*Text*.

============

To the Capital
- Cover of the 1997 Carcanet Press version
- Author: José Maria de Eça de Queirós
- Original title: A Capital!
- Translator: John Vetch
- Language: Portuguese
- Genre: Realism
- Publisher: Carcanet Press
- Publication date: 1925
- Publication place: Portugal
- Published in English: May 1997
- Pages: 304
- ISBN: 9781857541977

= To the Capital =

Novel by the Portuguese writer José Maria de Eça de Queirós

To the Capital (A Capital!) is a novel by José Maria de Eça de Queirós (1845 - 1900), also known as Eça de Queiroz. It was first published posthumously in Portuguese in 1925 following revisions to the text by Eça’s son. The first English version, translated by John Vetch, was published by Carcanet Press in 1997. The novel tells the story of a young man from the Portuguese provinces who dreams of literary fame in the capital, Lisbon, and his experiences in unsuccessfully trying to achieve that fame.

============

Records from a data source

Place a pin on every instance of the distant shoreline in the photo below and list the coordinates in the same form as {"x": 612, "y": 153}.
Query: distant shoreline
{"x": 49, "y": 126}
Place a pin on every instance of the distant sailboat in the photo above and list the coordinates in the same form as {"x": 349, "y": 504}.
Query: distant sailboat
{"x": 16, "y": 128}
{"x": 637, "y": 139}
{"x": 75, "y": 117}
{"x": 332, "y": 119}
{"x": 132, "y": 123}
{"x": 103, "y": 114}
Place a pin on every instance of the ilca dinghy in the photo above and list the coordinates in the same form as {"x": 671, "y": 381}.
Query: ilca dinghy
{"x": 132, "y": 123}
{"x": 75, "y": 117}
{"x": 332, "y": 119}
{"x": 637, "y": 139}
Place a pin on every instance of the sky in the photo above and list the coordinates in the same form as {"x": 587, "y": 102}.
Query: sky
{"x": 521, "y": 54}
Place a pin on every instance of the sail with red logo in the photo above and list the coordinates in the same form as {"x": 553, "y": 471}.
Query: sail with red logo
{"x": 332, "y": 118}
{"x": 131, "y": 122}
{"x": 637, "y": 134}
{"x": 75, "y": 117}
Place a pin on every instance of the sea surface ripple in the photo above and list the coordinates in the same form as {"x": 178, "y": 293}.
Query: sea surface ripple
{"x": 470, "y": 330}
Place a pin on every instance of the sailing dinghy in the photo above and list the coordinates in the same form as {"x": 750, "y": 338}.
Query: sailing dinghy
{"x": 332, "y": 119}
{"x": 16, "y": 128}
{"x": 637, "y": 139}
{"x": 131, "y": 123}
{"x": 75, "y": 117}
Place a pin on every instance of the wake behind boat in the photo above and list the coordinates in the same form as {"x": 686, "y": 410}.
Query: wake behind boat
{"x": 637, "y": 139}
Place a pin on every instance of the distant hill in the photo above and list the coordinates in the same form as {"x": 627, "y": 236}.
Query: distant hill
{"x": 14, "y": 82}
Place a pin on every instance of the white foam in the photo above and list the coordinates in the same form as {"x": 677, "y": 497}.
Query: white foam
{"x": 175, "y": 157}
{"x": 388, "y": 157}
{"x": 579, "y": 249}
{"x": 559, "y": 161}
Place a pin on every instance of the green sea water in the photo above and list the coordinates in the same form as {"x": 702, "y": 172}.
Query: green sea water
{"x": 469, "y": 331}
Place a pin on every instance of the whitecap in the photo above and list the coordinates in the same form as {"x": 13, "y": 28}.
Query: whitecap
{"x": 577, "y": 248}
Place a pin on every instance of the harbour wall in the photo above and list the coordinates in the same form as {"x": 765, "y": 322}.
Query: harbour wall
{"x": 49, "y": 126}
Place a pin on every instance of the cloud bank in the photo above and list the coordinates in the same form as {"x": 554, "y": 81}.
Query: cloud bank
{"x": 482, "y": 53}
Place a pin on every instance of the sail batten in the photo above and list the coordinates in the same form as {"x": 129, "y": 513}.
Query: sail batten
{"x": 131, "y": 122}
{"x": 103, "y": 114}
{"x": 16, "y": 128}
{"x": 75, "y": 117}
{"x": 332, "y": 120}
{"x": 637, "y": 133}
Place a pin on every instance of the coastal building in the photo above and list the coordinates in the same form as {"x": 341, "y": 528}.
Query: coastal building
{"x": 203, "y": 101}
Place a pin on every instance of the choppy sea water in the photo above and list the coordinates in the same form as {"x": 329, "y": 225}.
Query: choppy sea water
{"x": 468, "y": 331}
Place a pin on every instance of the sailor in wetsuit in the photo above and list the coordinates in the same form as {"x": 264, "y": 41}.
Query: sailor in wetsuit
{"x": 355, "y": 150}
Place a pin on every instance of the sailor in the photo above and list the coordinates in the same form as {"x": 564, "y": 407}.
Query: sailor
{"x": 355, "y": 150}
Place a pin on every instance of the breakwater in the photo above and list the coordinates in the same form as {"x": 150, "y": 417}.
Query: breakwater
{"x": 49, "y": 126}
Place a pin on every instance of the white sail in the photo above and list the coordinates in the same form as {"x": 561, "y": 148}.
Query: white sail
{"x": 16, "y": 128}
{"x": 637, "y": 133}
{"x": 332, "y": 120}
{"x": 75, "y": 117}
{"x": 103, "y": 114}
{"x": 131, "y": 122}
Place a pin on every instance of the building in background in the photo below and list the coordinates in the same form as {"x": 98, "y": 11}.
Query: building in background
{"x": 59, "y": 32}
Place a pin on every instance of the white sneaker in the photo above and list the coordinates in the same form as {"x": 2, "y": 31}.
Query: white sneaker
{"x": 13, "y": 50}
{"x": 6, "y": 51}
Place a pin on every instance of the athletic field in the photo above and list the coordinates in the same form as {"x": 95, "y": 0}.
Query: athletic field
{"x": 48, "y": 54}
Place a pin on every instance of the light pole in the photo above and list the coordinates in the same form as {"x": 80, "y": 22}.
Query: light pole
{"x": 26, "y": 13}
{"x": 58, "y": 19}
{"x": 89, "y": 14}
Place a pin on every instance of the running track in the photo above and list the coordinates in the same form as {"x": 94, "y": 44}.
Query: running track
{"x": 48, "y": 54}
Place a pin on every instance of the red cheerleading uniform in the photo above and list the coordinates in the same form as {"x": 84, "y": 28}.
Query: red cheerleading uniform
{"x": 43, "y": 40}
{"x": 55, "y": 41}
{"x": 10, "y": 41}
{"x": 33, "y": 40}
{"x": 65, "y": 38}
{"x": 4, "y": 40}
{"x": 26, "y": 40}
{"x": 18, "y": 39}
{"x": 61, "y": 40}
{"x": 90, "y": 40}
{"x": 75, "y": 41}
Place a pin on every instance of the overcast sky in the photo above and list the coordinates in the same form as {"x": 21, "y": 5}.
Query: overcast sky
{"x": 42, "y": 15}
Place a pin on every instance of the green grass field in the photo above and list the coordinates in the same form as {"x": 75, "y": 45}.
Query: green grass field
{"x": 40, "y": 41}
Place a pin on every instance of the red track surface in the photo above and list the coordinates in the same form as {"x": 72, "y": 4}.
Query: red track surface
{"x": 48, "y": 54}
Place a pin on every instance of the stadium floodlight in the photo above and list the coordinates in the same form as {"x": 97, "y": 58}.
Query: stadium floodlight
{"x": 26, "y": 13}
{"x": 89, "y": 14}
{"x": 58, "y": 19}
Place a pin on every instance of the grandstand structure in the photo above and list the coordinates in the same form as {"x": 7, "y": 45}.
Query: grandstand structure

============

*Prompt*.
Reproduce the passage of the article on To the Capital above, from "Novel by the" through "achieve that fame.".

*Full solution*.
Novel by the Portuguese writer José Maria de Eça de Queirós

To the Capital (A Capital!) is a novel by José Maria de Eça de Queirós (1845 - 1900), also known as Eça de Queiroz. It was first published posthumously in Portuguese in 1925 following revisions to the text by Eça’s son. The first English version, translated by John Vetch, was published by Carcanet Press in 1997. The novel tells the story of a young man from the Portuguese provinces who dreams of literary fame in the capital, Lisbon, and his experiences in unsuccessfully trying to achieve that fame.